Stated problem: Reproduce each of the records below word for word, leaving out the pictures.

------ Supplied information

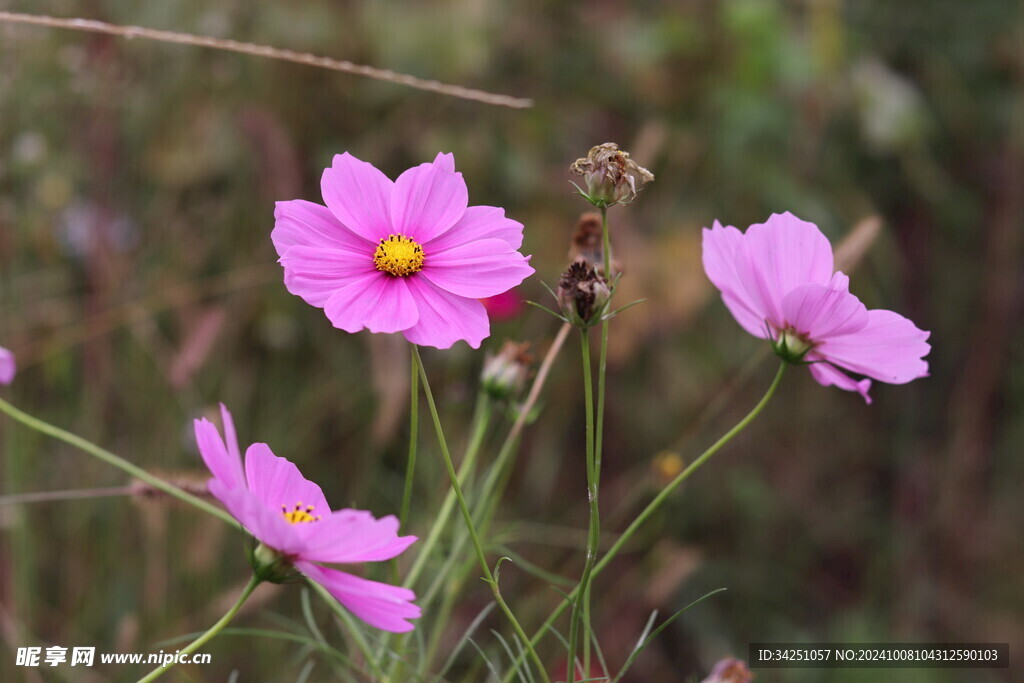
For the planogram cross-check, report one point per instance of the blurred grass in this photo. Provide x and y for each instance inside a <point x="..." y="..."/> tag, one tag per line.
<point x="138" y="288"/>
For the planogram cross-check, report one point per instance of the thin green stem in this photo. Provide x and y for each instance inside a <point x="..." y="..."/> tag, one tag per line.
<point x="467" y="517"/>
<point x="599" y="420"/>
<point x="654" y="505"/>
<point x="213" y="631"/>
<point x="414" y="424"/>
<point x="480" y="422"/>
<point x="607" y="243"/>
<point x="116" y="461"/>
<point x="580" y="606"/>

------------

Written response:
For the planogram cross-check, report one point per instance of the blurred grass in this photo. Provide x and y for each instance inside a <point x="..." y="..."/> tag, one tag per line.
<point x="138" y="288"/>
For the planogram cross-check, report one point per instance of the thin green stem in this photo. Provide x and y for each instance inside a <point x="..." y="..."/> tag, one tag per line.
<point x="467" y="517"/>
<point x="599" y="420"/>
<point x="654" y="505"/>
<point x="213" y="631"/>
<point x="414" y="424"/>
<point x="480" y="422"/>
<point x="607" y="243"/>
<point x="116" y="461"/>
<point x="580" y="606"/>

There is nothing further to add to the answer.